_What needs to be done_. Please copy exactly the lines that begin with the one containing "If you would be willing to indicate the person on" and end with the last line of the entries.

_Given records_.

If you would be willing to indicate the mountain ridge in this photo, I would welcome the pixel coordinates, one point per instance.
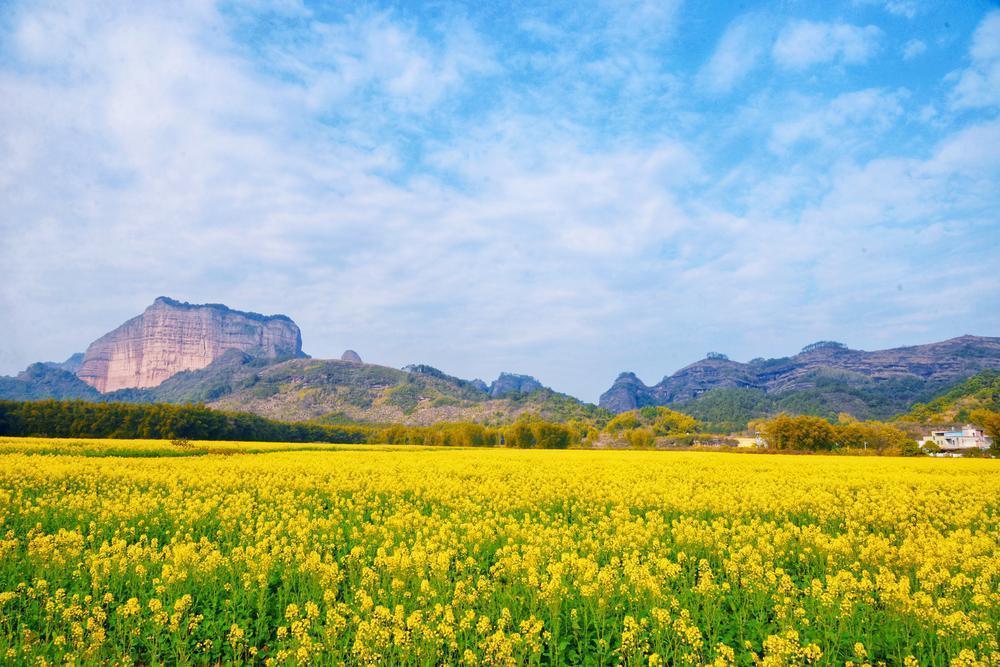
(909, 372)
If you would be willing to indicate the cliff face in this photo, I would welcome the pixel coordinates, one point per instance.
(931, 364)
(170, 337)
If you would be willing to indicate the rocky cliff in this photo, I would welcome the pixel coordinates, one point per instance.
(171, 336)
(904, 369)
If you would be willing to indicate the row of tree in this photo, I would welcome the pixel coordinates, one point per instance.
(80, 419)
(528, 432)
(805, 433)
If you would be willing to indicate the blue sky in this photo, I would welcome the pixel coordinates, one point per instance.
(567, 189)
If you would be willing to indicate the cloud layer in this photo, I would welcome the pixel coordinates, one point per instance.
(566, 191)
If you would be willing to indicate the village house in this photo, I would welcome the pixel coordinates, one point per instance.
(968, 437)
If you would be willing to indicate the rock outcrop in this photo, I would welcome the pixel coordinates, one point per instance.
(351, 356)
(932, 365)
(511, 383)
(171, 336)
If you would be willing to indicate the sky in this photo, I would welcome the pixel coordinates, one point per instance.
(564, 189)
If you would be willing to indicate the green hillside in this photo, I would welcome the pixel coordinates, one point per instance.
(981, 391)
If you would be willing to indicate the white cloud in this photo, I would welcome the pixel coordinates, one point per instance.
(979, 84)
(847, 119)
(158, 155)
(802, 44)
(913, 48)
(906, 8)
(735, 55)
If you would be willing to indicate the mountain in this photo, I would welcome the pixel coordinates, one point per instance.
(178, 352)
(172, 336)
(953, 406)
(46, 380)
(824, 378)
(337, 391)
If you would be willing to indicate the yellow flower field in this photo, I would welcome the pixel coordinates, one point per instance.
(118, 551)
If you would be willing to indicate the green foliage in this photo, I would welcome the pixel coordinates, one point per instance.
(658, 420)
(528, 432)
(79, 419)
(989, 421)
(980, 392)
(728, 409)
(404, 396)
(808, 433)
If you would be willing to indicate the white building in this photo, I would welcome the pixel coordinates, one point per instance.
(969, 437)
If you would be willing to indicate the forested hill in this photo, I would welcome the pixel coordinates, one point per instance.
(824, 378)
(330, 391)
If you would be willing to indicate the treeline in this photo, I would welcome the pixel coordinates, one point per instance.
(528, 432)
(80, 419)
(805, 433)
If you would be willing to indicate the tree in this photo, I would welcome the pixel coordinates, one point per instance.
(989, 421)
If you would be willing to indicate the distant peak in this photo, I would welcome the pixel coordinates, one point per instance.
(823, 345)
(351, 356)
(166, 301)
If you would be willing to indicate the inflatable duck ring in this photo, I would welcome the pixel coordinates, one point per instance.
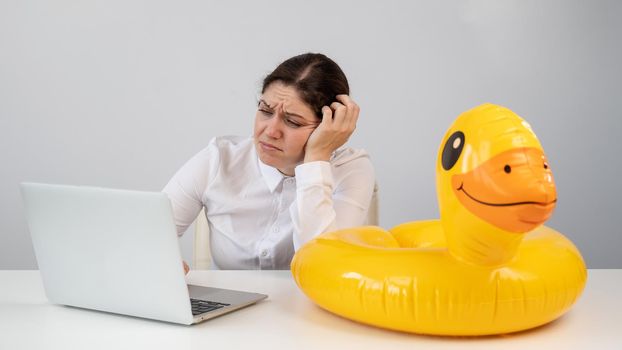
(488, 266)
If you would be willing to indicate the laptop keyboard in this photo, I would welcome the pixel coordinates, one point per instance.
(203, 306)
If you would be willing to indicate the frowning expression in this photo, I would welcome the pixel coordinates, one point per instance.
(283, 124)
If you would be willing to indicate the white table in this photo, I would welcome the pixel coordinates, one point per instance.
(286, 320)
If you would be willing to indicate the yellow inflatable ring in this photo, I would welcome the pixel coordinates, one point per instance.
(488, 266)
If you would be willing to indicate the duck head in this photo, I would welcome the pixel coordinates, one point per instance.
(493, 183)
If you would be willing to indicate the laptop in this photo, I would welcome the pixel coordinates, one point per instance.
(117, 251)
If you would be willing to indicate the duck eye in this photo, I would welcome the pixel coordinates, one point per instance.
(452, 150)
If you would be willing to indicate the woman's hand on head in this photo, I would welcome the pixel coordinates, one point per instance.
(338, 123)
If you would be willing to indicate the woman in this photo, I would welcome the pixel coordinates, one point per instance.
(266, 196)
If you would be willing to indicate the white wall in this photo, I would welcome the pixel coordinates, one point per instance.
(121, 93)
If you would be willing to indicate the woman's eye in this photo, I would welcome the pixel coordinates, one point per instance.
(266, 112)
(292, 123)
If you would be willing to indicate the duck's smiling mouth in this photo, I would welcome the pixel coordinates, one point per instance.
(513, 190)
(461, 188)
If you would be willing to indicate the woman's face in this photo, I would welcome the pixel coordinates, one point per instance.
(283, 124)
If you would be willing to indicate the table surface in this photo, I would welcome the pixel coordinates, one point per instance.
(286, 320)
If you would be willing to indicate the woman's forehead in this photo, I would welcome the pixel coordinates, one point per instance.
(286, 97)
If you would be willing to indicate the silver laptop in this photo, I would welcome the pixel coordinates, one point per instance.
(117, 251)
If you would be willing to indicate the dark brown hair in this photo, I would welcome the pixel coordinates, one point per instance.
(317, 78)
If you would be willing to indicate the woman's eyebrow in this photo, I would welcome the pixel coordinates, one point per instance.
(265, 103)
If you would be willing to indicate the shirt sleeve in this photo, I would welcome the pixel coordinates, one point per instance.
(187, 187)
(331, 197)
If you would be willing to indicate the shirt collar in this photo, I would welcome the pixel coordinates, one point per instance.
(271, 175)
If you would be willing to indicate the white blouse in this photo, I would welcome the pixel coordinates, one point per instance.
(257, 216)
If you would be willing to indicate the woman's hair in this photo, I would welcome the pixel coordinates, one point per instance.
(317, 78)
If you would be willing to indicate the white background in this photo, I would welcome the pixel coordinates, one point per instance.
(121, 93)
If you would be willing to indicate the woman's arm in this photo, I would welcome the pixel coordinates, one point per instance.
(331, 197)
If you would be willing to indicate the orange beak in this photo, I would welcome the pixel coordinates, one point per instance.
(513, 191)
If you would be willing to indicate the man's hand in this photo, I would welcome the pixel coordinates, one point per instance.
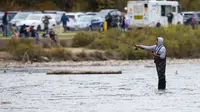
(137, 46)
(154, 54)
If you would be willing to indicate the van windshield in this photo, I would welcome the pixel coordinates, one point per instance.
(198, 14)
(21, 16)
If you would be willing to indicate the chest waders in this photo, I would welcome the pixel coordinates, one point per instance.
(160, 67)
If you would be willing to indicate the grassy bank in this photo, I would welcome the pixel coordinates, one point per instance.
(180, 41)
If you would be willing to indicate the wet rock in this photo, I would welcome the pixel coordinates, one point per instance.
(45, 59)
(4, 102)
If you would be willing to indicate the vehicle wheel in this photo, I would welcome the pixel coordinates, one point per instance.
(39, 28)
(90, 29)
(101, 29)
(158, 25)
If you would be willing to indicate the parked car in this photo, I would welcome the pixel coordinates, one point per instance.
(92, 13)
(115, 13)
(36, 20)
(57, 13)
(73, 17)
(11, 14)
(89, 23)
(1, 20)
(21, 16)
(191, 17)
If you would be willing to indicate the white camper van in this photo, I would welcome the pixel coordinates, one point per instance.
(152, 13)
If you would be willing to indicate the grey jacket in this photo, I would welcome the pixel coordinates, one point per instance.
(159, 49)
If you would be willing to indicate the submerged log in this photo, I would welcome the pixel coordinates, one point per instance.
(83, 72)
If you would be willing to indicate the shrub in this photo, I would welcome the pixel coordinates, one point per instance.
(61, 53)
(83, 39)
(181, 42)
(24, 49)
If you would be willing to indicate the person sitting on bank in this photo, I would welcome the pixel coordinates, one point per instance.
(34, 34)
(159, 54)
(170, 17)
(23, 32)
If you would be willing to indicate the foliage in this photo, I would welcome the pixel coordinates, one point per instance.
(24, 48)
(180, 41)
(61, 53)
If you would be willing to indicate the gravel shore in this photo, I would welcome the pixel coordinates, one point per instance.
(96, 63)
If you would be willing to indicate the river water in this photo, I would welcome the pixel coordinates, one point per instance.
(31, 90)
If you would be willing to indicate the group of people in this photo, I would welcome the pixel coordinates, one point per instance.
(26, 31)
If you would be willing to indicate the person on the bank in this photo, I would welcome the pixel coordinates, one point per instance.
(5, 24)
(46, 24)
(109, 20)
(52, 35)
(64, 21)
(170, 17)
(159, 54)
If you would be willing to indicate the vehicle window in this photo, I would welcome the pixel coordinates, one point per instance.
(179, 9)
(80, 15)
(173, 9)
(21, 16)
(188, 15)
(165, 9)
(198, 14)
(33, 17)
(70, 16)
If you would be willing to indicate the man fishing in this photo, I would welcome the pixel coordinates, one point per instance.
(159, 54)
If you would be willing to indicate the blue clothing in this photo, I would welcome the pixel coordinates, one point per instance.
(64, 20)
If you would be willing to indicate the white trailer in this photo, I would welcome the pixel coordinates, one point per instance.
(152, 13)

_Result of the task_.
If you would be willing to indicate the person on the bank in this photo, I would welcome the pixel coordinates, one point per instance.
(5, 24)
(46, 24)
(109, 20)
(52, 35)
(64, 21)
(170, 17)
(159, 54)
If you would be willing to indicate the vehicle window in this photo, I would welcome the pixel coordinates, one point per instance.
(179, 9)
(80, 15)
(173, 9)
(21, 16)
(188, 15)
(165, 9)
(198, 14)
(33, 17)
(70, 16)
If you would be willing to indicate the man fishing in this photo, I would welcome the pixel coordinates, one point per instance.
(159, 54)
If you would be willing to indicate the blue clothing in this photo, I would welcome the pixel coordinates, one point per instance.
(64, 20)
If you would be willing to indicate the white trailer in this photo, I would welcome the pixel coordinates, one point per instance.
(152, 13)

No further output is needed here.